(Location identification entries)
============

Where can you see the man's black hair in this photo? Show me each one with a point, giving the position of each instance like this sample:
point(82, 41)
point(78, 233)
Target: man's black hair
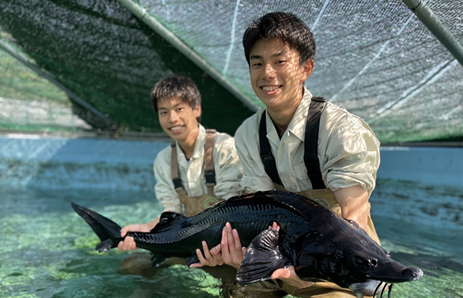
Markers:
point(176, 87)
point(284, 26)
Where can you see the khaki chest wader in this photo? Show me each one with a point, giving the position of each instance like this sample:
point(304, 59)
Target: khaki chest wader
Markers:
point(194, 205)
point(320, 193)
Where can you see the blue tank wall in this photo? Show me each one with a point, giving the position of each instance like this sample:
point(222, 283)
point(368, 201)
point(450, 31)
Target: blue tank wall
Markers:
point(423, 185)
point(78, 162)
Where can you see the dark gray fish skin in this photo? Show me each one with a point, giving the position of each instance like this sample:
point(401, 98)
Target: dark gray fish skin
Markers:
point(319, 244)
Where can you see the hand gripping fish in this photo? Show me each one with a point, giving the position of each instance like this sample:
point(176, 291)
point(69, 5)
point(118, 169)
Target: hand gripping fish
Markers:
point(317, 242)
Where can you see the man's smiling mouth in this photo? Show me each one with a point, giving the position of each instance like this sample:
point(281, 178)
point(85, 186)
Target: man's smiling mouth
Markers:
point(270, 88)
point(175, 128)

============

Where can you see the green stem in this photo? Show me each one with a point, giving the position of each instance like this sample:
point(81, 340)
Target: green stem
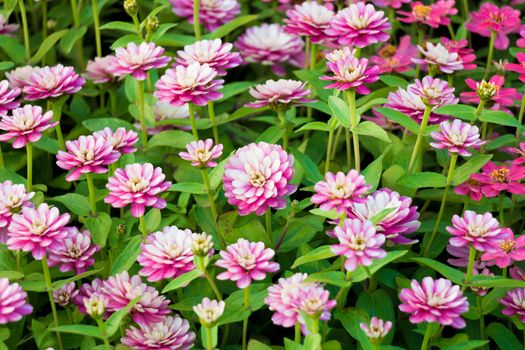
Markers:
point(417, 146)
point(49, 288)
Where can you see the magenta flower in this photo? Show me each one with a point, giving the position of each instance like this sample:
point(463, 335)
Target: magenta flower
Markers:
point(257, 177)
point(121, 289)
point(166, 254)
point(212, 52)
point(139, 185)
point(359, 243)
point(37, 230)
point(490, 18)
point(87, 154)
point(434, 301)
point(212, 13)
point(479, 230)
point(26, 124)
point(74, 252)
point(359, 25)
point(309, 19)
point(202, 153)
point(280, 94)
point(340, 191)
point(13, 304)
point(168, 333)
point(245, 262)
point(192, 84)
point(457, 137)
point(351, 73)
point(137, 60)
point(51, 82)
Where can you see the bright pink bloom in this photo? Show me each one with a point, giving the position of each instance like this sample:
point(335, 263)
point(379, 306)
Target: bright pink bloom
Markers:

============

[EXERCISE TASK]:
Rewrite as a numbered list everything in the listing above from the line containing "Where can you see the blue" down to the line containing "point(319, 244)", skipping blank lines.

[EXERCISE RESULT]:
1. Where can you see the blue tank wall in this photo? Show me each one with a point, giving the position of each instance like this sample:
2. point(222, 283)
3. point(368, 201)
4. point(450, 31)
5. Target: blue tank wall
6. Markers:
7. point(423, 185)
8. point(78, 162)
9. Where can you see the dark gray fish skin in this photo? Show me each one with a point, giving the position of each instance like this sample:
10. point(401, 98)
11. Target: dark gray fish skin
12. Markers:
13. point(319, 244)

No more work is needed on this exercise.